### Task prompt
The expected output is a copy of every line in the records with the string "instance".

[Records drawn from a dataset]
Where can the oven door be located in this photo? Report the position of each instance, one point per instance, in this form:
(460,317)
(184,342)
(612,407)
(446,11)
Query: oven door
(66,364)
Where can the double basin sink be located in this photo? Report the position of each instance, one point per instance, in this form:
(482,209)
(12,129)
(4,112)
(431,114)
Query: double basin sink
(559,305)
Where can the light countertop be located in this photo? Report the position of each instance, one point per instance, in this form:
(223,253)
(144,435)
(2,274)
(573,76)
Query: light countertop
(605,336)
...
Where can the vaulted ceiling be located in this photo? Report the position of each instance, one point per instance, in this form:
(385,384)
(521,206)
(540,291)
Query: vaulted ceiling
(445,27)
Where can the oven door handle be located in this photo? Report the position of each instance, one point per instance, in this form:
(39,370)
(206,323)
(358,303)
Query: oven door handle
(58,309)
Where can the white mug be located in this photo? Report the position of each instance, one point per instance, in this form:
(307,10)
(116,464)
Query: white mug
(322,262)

### Exercise solution
Where can the oven door be located in this photo? Report the position of each instance, one point per instance, in this form:
Where can the double basin sink be located in this photo? Report the position of each instance, one point per instance, in this form:
Where can the light countertop be located in this photo? Report the position of each instance, one point per instance, in this form:
Where can the vaulted ceiling be located in this photo? Report the position of each instance, one point per instance, in this form:
Where can the oven door handle be located in this photo? Report the position of each instance, one point per instance, in this form:
Where can the white mug be located in this photo? Report the position of each instance, one point per instance, in this form:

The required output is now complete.